**Problem statement**
Please print the whole listing below exactly as it stands.

**Exercise data**

:::

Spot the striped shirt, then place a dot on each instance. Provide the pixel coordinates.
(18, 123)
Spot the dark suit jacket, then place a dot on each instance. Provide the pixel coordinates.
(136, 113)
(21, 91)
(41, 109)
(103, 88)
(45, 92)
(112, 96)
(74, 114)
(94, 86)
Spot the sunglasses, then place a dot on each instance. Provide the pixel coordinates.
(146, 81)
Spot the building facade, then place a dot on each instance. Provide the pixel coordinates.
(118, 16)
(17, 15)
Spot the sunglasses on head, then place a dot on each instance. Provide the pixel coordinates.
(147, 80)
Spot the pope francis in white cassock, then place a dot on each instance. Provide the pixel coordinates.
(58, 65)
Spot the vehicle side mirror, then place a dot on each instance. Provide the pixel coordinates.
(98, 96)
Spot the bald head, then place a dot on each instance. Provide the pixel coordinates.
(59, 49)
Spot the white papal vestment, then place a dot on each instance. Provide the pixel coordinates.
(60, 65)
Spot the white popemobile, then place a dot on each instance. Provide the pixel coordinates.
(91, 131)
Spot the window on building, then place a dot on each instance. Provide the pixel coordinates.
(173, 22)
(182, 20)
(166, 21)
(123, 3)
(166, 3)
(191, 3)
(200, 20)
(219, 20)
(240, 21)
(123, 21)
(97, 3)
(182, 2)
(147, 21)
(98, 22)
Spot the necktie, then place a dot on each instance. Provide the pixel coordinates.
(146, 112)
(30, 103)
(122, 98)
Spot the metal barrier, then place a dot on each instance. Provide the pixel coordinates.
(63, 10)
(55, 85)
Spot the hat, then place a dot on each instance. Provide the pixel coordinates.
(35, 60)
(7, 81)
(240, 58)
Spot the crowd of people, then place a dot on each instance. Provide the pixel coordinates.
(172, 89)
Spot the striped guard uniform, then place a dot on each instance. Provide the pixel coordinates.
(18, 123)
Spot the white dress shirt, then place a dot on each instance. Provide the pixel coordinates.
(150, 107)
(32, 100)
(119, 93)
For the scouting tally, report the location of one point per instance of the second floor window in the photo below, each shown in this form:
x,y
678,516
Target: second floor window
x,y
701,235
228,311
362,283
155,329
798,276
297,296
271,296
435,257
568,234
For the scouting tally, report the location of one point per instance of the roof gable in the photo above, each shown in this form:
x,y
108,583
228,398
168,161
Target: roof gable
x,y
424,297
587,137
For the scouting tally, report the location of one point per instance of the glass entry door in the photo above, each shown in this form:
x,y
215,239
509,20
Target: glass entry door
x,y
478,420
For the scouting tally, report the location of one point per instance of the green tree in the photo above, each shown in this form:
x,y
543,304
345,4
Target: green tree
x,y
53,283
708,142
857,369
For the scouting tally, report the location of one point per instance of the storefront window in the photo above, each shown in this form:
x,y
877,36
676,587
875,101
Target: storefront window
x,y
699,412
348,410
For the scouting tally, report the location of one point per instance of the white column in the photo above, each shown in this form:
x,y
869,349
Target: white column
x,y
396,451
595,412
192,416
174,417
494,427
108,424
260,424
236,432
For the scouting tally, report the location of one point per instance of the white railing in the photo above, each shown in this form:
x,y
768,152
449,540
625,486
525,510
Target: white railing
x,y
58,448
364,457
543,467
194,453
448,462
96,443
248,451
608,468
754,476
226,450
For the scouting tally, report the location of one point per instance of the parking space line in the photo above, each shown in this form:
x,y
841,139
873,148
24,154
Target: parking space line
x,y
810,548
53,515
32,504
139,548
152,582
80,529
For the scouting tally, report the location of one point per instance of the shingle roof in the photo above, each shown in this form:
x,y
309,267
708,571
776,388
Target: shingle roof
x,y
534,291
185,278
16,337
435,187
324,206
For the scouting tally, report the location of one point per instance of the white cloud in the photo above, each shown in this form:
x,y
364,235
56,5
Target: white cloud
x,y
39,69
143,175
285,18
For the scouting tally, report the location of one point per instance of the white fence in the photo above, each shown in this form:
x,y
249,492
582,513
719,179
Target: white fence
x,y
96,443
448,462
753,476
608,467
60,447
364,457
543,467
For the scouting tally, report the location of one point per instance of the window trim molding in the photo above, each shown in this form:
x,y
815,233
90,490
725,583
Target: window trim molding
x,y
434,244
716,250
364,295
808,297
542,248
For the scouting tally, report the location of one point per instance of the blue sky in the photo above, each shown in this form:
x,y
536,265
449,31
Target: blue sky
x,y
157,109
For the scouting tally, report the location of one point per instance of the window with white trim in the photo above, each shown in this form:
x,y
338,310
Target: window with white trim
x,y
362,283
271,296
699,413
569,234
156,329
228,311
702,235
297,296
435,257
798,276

:::

**Solution**
Spot the striped shirt, then place a dot on each instance. Provide the pixel coordinates.
(18, 123)
Spot the dark suit jacket, then place a dot on each instance. Provide the pixel coordinates.
(136, 113)
(21, 91)
(41, 109)
(103, 88)
(45, 92)
(112, 96)
(74, 114)
(94, 86)
Spot the sunglasses, then place a dot on each instance. Provide the pixel coordinates.
(146, 81)
Spot the building facade, then place a dot on each instance. Provide the pixel coordinates.
(118, 16)
(17, 15)
Spot the sunglasses on head, then place a dot on each instance. Provide the pixel coordinates.
(147, 80)
Spot the pope francis in white cassock, then place a dot on each instance. Provide the pixel coordinates.
(58, 65)
Spot the vehicle side mirror, then place a dot on each instance. Provide the pixel coordinates.
(98, 96)
Spot the bald head, then place a dot on each instance. Provide the pixel coordinates.
(59, 49)
Spot the white papal vestment, then place a dot on each instance. Provide the pixel coordinates.
(60, 65)
Spot the white popemobile, then place a dot on each instance. Provide the pixel coordinates.
(91, 131)
Spot the window on building, then place a dot on each instance. Provide the pixel coordinates.
(173, 22)
(182, 20)
(166, 21)
(123, 3)
(166, 3)
(191, 3)
(200, 20)
(219, 20)
(240, 21)
(123, 21)
(97, 3)
(182, 2)
(147, 21)
(98, 22)
Spot the necktie, then place a dot on each instance. Provide the pixel coordinates.
(146, 112)
(30, 103)
(122, 98)
Spot the metal barrier, then place a dot on each instance. Provide the pixel coordinates.
(63, 10)
(55, 85)
Spot the hat, then place a dot on each instance. Provide the pixel coordinates.
(35, 60)
(7, 81)
(240, 58)
Spot the crowd of people, then place a dot on each instance. Provide the pixel coordinates.
(172, 89)
Spot the striped guard uniform, then place a dot on each instance. Provide the pixel coordinates.
(18, 123)
Spot the white dress shirt, then place a dot on each instance. Provide the pixel coordinates.
(150, 107)
(32, 100)
(119, 93)
For the scouting tally, report the location of one point per instance of the second floor window in the photo below, each shown in this form:
x,y
678,516
Target: second floor window
x,y
701,235
228,311
362,283
155,329
798,276
297,296
271,296
435,257
568,234
For the scouting tally, report the location of one point per instance of the roof gable in the photo above, each shown in this form:
x,y
108,583
228,398
168,161
Target: roof gable
x,y
424,297
587,137
For the scouting tally, report the location of one point per instance of the glass entry door in the photo above, each shown in this form:
x,y
215,239
509,20
Target: glass entry door
x,y
478,420
For the scouting tally, report the location of one point per instance of the green tree in the photo above, each shown in this form:
x,y
543,304
345,4
Target: green tree
x,y
53,283
708,142
857,369
For the scouting tally, report the location of one point per instance of the storefront window in the photo above, each shown in this form:
x,y
877,36
676,587
875,101
Target: storefront window
x,y
699,412
348,410
For the scouting tally, report the location of one point per instance of the white column in the photo above, each shown in this form:
x,y
869,349
Target: white column
x,y
396,451
595,412
192,416
174,417
494,427
108,424
260,424
236,432
For the scouting tally, report the location of one point per instance of the white railing in the photo above, each shown in this form:
x,y
768,152
449,540
625,486
525,510
Target: white railing
x,y
58,448
364,457
543,467
194,453
448,462
96,443
248,451
608,468
754,476
226,450
For the scouting tally, report the location of one point per instance of the parking space line in the photo above, each shown in this form:
x,y
841,139
873,148
24,154
Target: parking space line
x,y
810,548
53,515
32,504
139,548
152,582
80,529
For the scouting tally, report the location of one point per instance of the shingle roof in the photo above, each shown in this form:
x,y
309,267
708,571
776,388
Target: shingle roof
x,y
534,291
185,278
16,337
435,187
324,206
For the scouting tally, report the location of one point per instance of the white cloud in the photo above, each shown in this form:
x,y
364,235
56,5
Target: white cloud
x,y
39,69
143,175
285,18
For the scouting tally, report the location of one point per instance of the white fence in the photo above, each shown in this form:
x,y
249,492
582,513
719,179
Target: white fence
x,y
96,443
448,462
753,476
608,467
60,447
364,457
543,467
For the scouting tally, report the location of one point per instance of the window trim molding in the photo above, each shown in this form:
x,y
815,233
90,490
725,583
Target: window trim molding
x,y
434,244
716,250
364,295
808,297
542,248
For the scouting tally, report the location of one point per instance of the blue sky in the photo above, each shown in this form:
x,y
536,265
449,31
Target: blue sky
x,y
157,109
For the scouting tally, report the location of one point per instance of the window with white trim in the photo above, each shown in this form:
x,y
338,310
Target: window with white trim
x,y
362,283
271,296
699,413
569,234
156,329
228,311
702,235
297,296
435,257
798,276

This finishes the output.